• [PROBLEM]: According to the abstract on esophageal cancer, why are mortality rates for EC very similar to its incidence rates?
[EXCERPT]
Transcription regulation and candidate diagnostic markers of esophageal cancer
Abstract
Esophageal cancer (EC) ranks among the ten most frequent cancers worldwide. Mortality rates associated with EC are very similar to the incidence rates due to the relatively late stage of diagnosis and the poor efficacy of treatment. The aim of this study was to enhance our insights of putative transcriptional circuitry of EC genes, thereby potentially positively impacting our knowledge of therapeutic targets, providing indications as to more appropriate lines of treatment, and additionally allowing for the determination of putative candidate diagnostic markers for the early stage detection of EC.
[/EXCERPT]
[RECORD EXTRACTS]
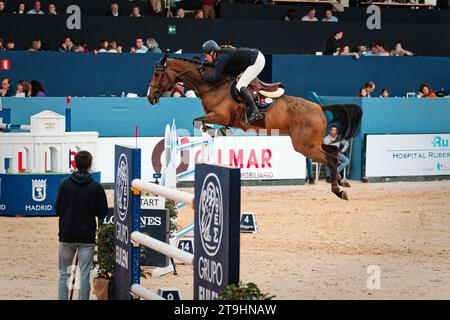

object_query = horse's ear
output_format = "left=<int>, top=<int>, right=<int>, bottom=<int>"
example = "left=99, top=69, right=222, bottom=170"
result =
left=159, top=49, right=170, bottom=65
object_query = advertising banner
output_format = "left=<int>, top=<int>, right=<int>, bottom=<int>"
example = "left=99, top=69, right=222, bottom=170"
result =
left=365, top=133, right=450, bottom=177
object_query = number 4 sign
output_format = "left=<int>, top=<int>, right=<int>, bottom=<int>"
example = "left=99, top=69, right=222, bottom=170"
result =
left=241, top=212, right=258, bottom=233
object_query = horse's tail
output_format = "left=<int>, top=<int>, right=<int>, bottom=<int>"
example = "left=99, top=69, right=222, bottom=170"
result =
left=321, top=104, right=362, bottom=139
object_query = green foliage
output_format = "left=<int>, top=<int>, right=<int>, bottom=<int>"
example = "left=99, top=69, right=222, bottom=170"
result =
left=92, top=224, right=149, bottom=281
left=217, top=281, right=275, bottom=300
left=93, top=224, right=114, bottom=280
left=166, top=199, right=178, bottom=234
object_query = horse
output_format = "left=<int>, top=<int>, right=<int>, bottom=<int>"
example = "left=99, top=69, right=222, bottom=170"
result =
left=147, top=54, right=362, bottom=200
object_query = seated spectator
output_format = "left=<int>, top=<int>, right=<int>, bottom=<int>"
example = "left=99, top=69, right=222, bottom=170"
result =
left=283, top=9, right=297, bottom=21
left=28, top=39, right=41, bottom=51
left=14, top=2, right=25, bottom=14
left=107, top=41, right=119, bottom=53
left=390, top=42, right=414, bottom=57
left=130, top=6, right=143, bottom=18
left=322, top=9, right=338, bottom=22
left=0, top=1, right=8, bottom=13
left=323, top=30, right=344, bottom=55
left=5, top=38, right=15, bottom=50
left=175, top=8, right=184, bottom=19
left=145, top=38, right=162, bottom=53
left=106, top=2, right=120, bottom=17
left=134, top=38, right=148, bottom=53
left=170, top=82, right=186, bottom=98
left=149, top=0, right=162, bottom=13
left=185, top=90, right=197, bottom=98
left=16, top=80, right=31, bottom=97
left=417, top=83, right=436, bottom=98
left=202, top=0, right=218, bottom=19
left=27, top=1, right=45, bottom=14
left=358, top=87, right=367, bottom=98
left=48, top=3, right=58, bottom=16
left=0, top=78, right=14, bottom=97
left=375, top=42, right=389, bottom=57
left=323, top=125, right=350, bottom=182
left=339, top=44, right=359, bottom=59
left=75, top=42, right=89, bottom=52
left=96, top=40, right=108, bottom=53
left=364, top=81, right=376, bottom=98
left=59, top=36, right=77, bottom=52
left=194, top=10, right=203, bottom=19
left=30, top=80, right=45, bottom=97
left=301, top=8, right=319, bottom=22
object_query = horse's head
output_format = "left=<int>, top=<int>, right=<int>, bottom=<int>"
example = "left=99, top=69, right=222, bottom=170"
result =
left=147, top=52, right=173, bottom=104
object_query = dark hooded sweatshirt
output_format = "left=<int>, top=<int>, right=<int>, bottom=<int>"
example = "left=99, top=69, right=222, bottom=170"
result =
left=55, top=172, right=108, bottom=243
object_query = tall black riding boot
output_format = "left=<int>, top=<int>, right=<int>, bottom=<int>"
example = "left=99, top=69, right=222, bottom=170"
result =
left=240, top=87, right=263, bottom=123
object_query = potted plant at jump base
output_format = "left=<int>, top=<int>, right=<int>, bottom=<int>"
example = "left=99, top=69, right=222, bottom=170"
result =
left=93, top=224, right=114, bottom=300
left=217, top=281, right=275, bottom=300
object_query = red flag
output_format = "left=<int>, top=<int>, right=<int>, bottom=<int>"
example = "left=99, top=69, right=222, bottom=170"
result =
left=0, top=60, right=11, bottom=70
[/RECORD EXTRACTS]
• [ANSWER TO THIS PROBLEM]: The relatively late stage of diagnosis and the poor efficacy of treatment.